* **What needs to be done**:
Update everything in the listing from the line containing "Mark one point per instance of the parked" down to its end, replacing "bush" with "shrub" and changing nothing else. Give back only those lines.

◆ ◆ ◆ ◆

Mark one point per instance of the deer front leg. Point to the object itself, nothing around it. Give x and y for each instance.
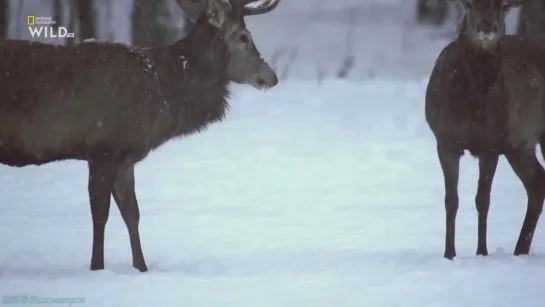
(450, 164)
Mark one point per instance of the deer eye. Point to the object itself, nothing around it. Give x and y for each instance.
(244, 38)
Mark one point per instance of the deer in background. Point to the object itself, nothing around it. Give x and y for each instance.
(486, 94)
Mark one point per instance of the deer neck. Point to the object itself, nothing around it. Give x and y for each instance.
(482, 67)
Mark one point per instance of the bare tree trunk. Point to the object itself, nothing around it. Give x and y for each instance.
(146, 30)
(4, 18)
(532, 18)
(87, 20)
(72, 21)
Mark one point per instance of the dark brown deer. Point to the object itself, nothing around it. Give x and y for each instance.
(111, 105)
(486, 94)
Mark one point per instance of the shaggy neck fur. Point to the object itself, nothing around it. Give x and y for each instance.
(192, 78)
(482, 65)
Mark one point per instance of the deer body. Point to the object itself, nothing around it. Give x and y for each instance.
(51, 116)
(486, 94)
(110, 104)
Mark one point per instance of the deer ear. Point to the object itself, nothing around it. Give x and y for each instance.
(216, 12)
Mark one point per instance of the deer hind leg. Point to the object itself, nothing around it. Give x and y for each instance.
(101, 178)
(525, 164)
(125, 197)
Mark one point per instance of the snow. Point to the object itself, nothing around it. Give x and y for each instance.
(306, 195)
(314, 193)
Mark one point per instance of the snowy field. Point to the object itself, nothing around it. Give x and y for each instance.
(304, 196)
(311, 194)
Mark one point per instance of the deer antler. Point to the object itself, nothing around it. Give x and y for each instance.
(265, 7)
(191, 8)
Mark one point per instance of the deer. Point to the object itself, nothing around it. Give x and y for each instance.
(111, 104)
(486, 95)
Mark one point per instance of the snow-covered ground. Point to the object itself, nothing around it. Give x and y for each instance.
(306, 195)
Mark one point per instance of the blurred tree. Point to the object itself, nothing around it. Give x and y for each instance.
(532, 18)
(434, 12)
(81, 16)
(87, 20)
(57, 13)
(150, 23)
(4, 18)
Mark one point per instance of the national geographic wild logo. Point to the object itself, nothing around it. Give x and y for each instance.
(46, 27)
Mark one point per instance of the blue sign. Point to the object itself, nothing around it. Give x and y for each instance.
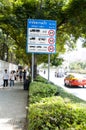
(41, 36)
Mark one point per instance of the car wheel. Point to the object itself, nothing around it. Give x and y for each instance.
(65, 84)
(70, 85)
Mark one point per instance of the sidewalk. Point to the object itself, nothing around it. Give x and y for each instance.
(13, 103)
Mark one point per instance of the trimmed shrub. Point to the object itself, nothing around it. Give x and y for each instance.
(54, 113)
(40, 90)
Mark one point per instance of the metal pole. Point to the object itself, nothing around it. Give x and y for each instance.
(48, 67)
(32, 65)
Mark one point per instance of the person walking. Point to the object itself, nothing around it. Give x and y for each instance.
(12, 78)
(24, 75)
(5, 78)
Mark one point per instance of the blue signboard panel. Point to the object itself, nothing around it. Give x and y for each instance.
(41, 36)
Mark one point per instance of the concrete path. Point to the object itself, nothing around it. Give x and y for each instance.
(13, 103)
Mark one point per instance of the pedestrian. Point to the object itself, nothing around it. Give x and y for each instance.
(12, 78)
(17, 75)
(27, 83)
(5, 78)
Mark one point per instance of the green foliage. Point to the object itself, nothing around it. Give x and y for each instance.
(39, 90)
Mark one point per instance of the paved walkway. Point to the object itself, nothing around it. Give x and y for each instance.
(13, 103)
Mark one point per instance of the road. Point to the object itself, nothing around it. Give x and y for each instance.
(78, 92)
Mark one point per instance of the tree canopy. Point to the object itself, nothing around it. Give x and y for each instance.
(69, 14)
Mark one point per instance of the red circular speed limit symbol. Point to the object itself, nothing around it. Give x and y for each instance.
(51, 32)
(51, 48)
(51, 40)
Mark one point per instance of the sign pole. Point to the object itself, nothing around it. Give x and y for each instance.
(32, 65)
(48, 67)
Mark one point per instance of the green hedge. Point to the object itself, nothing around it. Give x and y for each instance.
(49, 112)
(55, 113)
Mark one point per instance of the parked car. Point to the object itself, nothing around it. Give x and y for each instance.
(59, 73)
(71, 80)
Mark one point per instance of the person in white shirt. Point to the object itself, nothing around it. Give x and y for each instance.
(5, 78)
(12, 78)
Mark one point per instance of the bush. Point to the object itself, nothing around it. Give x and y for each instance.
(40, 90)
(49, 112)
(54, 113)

◆ ◆ ◆ ◆

* **Response for this exercise**:
Mark one point per instance of the parked car. Point to the object itself, nothing around it. Give x and y for each instance.
(59, 73)
(71, 80)
Mark one point per instance of the person in white shirt. Point to the object itself, nothing around it. Give x and y for each instance.
(5, 78)
(12, 78)
Mark one point per instance of the shrub. Point to the object itself, nothing around it. Give x and y for each instance.
(40, 90)
(49, 112)
(54, 113)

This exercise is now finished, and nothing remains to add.